Your objective: Keep the wording of each record exactly the same when you repeat it, and leave out pictures.

[Stored data]
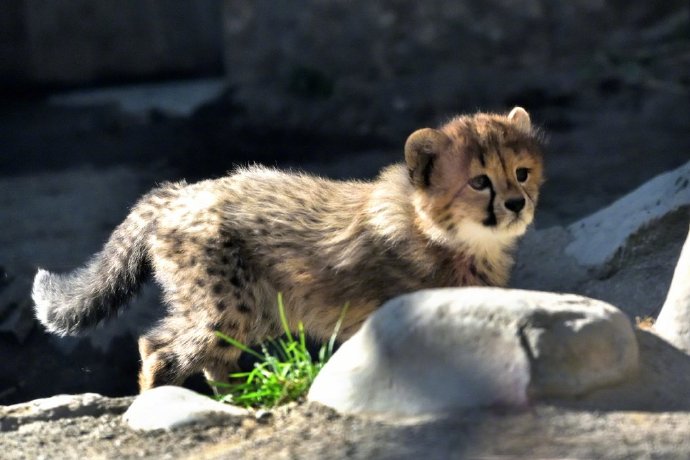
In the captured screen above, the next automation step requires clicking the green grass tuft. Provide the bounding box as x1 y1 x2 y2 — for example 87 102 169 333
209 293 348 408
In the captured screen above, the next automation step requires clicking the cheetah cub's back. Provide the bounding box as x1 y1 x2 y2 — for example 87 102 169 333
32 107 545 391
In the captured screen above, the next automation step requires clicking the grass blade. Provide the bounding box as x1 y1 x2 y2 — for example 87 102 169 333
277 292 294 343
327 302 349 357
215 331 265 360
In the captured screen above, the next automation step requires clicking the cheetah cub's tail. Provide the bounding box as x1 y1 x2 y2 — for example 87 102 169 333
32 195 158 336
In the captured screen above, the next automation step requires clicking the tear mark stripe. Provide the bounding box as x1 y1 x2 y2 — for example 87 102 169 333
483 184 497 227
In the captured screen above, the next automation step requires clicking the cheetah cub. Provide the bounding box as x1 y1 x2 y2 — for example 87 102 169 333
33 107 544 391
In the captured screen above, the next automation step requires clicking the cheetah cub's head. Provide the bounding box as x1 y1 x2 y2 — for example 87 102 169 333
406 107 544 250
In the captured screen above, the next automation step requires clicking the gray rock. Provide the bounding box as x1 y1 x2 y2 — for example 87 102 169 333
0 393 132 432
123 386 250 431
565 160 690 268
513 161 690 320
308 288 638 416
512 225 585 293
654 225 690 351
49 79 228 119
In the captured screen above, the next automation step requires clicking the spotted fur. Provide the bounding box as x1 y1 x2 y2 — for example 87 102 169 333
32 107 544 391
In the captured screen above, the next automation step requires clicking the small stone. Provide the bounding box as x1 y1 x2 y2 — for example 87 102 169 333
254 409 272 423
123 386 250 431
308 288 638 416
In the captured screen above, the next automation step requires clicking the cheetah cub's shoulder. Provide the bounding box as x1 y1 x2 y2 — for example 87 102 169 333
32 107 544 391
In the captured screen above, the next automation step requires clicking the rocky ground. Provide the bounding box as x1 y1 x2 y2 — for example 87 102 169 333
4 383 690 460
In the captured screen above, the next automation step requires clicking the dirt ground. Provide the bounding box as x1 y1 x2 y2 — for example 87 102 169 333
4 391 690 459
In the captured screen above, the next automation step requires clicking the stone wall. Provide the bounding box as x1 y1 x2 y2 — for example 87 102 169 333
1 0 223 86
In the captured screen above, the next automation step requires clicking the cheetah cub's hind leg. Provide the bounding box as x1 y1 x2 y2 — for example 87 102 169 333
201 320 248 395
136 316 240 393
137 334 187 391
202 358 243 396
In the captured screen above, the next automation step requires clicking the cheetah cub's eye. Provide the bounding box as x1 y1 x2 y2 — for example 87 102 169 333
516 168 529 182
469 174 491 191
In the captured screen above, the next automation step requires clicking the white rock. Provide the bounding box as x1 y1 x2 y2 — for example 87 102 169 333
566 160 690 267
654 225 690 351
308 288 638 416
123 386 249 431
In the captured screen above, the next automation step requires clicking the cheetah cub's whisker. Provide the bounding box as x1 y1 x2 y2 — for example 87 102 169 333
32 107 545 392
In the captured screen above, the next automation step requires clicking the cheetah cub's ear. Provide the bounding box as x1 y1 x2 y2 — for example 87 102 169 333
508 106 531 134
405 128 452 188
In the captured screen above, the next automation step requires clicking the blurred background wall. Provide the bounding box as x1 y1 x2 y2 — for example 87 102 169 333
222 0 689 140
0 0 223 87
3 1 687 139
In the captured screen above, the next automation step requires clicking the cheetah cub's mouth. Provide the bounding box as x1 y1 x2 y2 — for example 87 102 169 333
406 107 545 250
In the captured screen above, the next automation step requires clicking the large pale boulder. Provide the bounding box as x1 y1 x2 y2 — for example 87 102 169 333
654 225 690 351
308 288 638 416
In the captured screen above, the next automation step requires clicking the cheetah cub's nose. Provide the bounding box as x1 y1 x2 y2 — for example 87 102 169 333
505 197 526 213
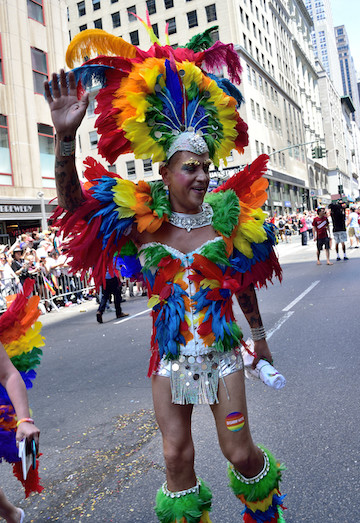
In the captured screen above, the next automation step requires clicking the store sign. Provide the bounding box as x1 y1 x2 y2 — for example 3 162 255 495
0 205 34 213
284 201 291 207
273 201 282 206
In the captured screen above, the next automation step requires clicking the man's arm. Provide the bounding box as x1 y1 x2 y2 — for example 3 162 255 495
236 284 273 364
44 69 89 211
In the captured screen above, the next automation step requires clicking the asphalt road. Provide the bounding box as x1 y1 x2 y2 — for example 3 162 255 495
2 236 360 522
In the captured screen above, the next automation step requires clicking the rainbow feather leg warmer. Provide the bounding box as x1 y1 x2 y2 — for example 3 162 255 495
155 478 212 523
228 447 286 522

Result of this task:
In the captured screen above, the next automation step requires clicking the green grass tuft. Provide the bounding box as x1 y1 x2 y2 — for example 87 102 169 333
209 293 348 408
In the captured screen above, the next automation step requires clicking the cheetah cub's back. Provide the bounding box as x1 y1 x2 y2 — for example 87 102 169 333
32 107 545 391
In the captured screen above, the next automation step requires clicking the grass blade. Provide the bounding box as x1 y1 x2 y2 — for example 87 102 169 333
277 292 294 343
327 302 349 357
215 331 265 360
In the captured screen above, the next automation step requires clicking the cheetah cub's tail. Provide the bounding box as x1 y1 x2 y2 — for example 87 102 169 333
32 195 158 336
In the captured screen above, the next automation step requires clicking the tear mark stripe. Provide the bounding box as x1 y1 x2 y2 — for example 87 102 169 333
483 184 497 227
In the captured screen above, the next automation step requires clicking the cheetah cub. Provide the bounding box as x1 y1 x2 y2 — for example 87 102 169 333
33 107 544 391
In the captured screen above, the next automation step requires clicking the cheetah cub's head. Provide the bounding box as x1 y1 x2 y2 — for example 87 102 169 333
406 107 544 250
In the captured screen above, the next automation step requires clicking the gray rock. Provide the bounding box as x1 y1 x2 y2 — for example 87 102 169 333
0 393 132 432
123 386 250 431
565 160 690 268
513 161 690 320
308 288 638 416
512 225 585 293
654 225 690 351
49 79 228 119
In the captured screen above, the next automation step requires clicking the spotted fur. Provide the bounding box as x1 y1 x2 y2 — for example 87 102 169 333
32 107 544 391
In the captured screen above, the next automation step requires clicking the small stone. Provide the bounding box as x1 y1 x2 y2 — for example 87 102 169 333
254 409 272 423
123 386 250 431
308 288 638 416
In the captured screen above, the next automation step requires clicking the cheetah cub's shoulder. Provide the bounding box as x1 y1 x2 y2 — for example 87 102 169 333
32 107 544 391
In the captured screen above, the next automation step requires clicking the rocky ground. Provide the bounding box as x1 y1 x2 y2 — for example 87 102 169 333
4 383 690 460
In the captured screen above, the next automation step requires clicking the dirt ground. Provide the bounding box as x1 y1 x2 y2 — for example 87 102 169 333
4 391 690 459
In the captured screen above, the next automation step requires clicking the stone wall. Provide the bounding box as x1 y1 x2 y2 — for example 87 102 169 333
1 0 223 86
In the captured screen above, the next automation step requires clicking the cheetah cub's hind leg. Provide the bounding box as x1 y1 x2 y2 — for example 87 102 169 333
201 320 248 395
136 316 240 393
137 334 187 391
202 358 243 396
In the captured screen above, the next automation step requires clicking the cheetah cub's eye. Provide the bounding box as x1 y1 x2 y2 — for example 87 102 169 333
516 168 529 182
469 174 491 191
In the captured screen above, the next automation step requires clicking the white rock. Provide the bounding box as x1 y1 x2 y2 — for example 87 102 169 333
566 160 690 267
654 225 690 351
308 288 638 416
123 386 249 431
In the captured screen above, the next automation step requires clicking the cheetah cub's whisker. Provide the bounding box as x1 y1 x2 y2 — for example 87 102 169 333
32 107 545 392
In the captured screen above, the next automation step requires clicking the cheetah cub's ear. Provide the bounding box as x1 y1 x2 y2 — for example 87 102 169 333
508 106 531 134
405 128 452 188
In the captured screen above, the next automation step requires clicking the blurred background wall. Provide the bounding box as x1 y1 x2 y2 — for example 87 102 169 333
222 0 689 140
0 0 223 87
3 1 687 139
In the captured screen above, the next automation step requires clicking the cheetah cub's mouth. Provide the bounding box as x1 y1 x2 y2 — for example 87 102 169 333
406 107 545 250
In the captured screen above, the next automation step requires clicking the large pale boulder. Provide the bounding box as x1 y1 x2 y2 — for example 87 102 169 333
654 225 690 351
308 288 638 416
In the captured screen above, the next automation step requires clicking the cheetah cub's nose. Provide the bounding box as x1 y1 x2 y2 — for example 87 102 169 333
505 197 526 213
In the captured screen above, the next automation step requires clicking the store sign. Provide the bounding box as x1 y1 x2 y2 — for example 3 162 255 495
0 205 34 213
284 201 291 207
273 201 282 206
In the captured screen above, the next automation step requires clicking the man's arm. Provide the bounding box as x1 y1 x2 y2 — for example 3 162 255 495
236 284 273 364
44 69 89 211
In the captured screen above, the next automation step requires clicking the asphalt road. Provide the bounding box as x1 y1 x2 y2 — for example 3 162 255 495
2 236 360 522
In the captured screen above, the next automation step requires clicking the rainbow feather leg warmer. Provide the bounding box as x1 y1 x2 y2 — for example 3 162 255 495
155 478 212 523
228 447 286 522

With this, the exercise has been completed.